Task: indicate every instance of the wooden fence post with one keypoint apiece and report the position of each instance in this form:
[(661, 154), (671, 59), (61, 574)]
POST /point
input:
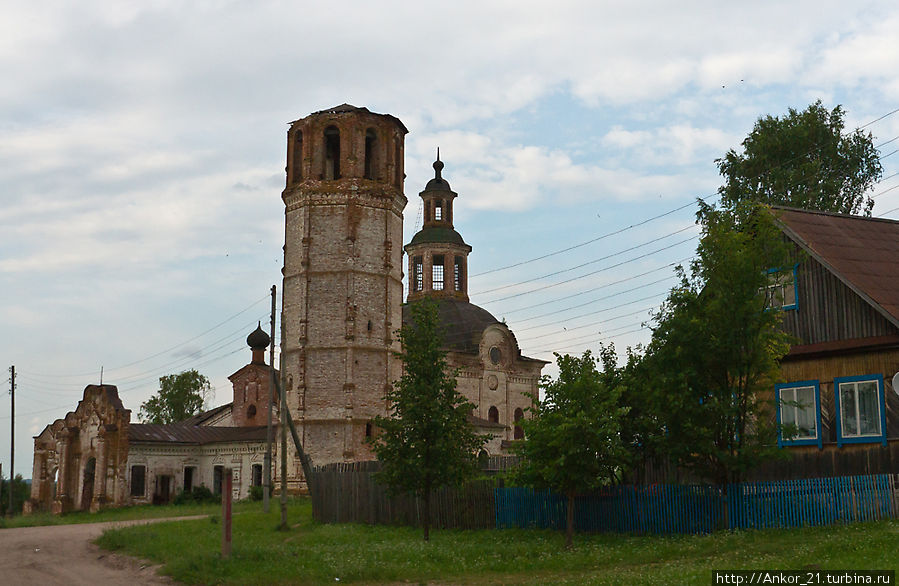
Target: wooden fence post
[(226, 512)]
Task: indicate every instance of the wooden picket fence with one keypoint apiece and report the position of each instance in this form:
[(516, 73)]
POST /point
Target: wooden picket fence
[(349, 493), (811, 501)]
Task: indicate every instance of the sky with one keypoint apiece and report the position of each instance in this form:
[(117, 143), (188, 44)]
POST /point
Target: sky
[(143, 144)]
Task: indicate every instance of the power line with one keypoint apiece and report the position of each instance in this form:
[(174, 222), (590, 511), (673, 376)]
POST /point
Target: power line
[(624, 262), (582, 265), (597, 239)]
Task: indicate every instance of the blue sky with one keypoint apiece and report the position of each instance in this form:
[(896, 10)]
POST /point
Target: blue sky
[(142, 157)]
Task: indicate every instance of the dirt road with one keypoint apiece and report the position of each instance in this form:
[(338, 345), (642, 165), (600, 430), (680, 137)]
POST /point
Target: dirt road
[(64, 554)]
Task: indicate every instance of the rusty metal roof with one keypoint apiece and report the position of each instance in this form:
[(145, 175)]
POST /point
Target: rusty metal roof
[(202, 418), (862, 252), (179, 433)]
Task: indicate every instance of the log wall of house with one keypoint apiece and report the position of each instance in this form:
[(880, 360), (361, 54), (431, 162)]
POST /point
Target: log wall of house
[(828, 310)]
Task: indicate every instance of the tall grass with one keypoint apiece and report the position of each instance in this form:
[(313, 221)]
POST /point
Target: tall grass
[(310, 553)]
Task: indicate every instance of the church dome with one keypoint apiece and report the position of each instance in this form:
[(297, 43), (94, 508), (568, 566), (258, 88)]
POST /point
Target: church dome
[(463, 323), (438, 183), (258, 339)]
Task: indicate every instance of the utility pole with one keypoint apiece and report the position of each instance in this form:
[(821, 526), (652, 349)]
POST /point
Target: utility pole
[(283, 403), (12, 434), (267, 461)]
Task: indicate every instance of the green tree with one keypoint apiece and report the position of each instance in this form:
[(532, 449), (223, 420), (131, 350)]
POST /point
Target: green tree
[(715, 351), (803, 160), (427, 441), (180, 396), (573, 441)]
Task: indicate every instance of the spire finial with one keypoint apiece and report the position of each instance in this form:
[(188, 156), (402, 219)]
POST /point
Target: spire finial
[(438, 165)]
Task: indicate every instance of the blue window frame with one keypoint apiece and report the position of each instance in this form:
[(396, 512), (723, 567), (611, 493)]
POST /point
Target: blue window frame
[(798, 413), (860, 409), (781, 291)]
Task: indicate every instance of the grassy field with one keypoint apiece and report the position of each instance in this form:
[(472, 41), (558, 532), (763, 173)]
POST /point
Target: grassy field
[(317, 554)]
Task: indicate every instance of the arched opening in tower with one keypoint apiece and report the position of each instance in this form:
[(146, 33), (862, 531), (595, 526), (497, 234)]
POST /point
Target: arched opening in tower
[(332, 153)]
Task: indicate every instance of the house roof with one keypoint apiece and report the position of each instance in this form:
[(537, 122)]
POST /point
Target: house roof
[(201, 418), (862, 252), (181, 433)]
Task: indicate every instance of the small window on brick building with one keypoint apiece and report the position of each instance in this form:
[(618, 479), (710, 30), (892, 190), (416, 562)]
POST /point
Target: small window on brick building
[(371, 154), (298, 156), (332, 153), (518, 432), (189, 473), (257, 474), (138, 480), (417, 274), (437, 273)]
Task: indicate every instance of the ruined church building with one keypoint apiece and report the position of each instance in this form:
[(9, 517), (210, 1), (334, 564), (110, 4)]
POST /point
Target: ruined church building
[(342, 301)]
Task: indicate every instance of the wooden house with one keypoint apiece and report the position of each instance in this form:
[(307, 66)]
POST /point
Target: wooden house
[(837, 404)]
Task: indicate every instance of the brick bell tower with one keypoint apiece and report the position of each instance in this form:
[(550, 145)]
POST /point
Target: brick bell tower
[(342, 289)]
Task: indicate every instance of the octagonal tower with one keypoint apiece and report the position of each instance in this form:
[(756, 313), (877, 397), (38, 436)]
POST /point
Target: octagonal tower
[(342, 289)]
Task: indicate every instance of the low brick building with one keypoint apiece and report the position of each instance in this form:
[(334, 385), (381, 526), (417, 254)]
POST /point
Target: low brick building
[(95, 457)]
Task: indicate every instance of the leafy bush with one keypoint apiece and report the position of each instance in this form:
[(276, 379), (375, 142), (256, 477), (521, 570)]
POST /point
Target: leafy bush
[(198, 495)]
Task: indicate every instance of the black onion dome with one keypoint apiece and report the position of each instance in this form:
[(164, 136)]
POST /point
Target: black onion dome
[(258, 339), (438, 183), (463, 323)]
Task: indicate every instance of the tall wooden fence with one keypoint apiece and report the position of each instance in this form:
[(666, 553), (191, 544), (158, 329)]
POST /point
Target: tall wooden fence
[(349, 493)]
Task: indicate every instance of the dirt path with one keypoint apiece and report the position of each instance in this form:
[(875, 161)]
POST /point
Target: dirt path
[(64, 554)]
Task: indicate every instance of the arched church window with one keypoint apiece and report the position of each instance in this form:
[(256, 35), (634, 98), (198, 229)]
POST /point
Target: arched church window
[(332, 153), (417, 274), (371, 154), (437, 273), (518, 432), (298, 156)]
= = = =
WHAT IS REQUIRED — Reproduce the lines from the one containing "Task: indicate every instance of the leafy" through the one containing "[(198, 495)]", shifting every coordinate in the answer points by adding 116 to it. All other numbers stay unchanged.

EXERCISE ANSWER —
Task: indicate every instance of the leafy bush with one keypoint apiece and report the position of each instance in this form:
[(276, 379), (375, 142), (256, 477), (521, 570)]
POST /point
Target: leafy bush
[(314, 611)]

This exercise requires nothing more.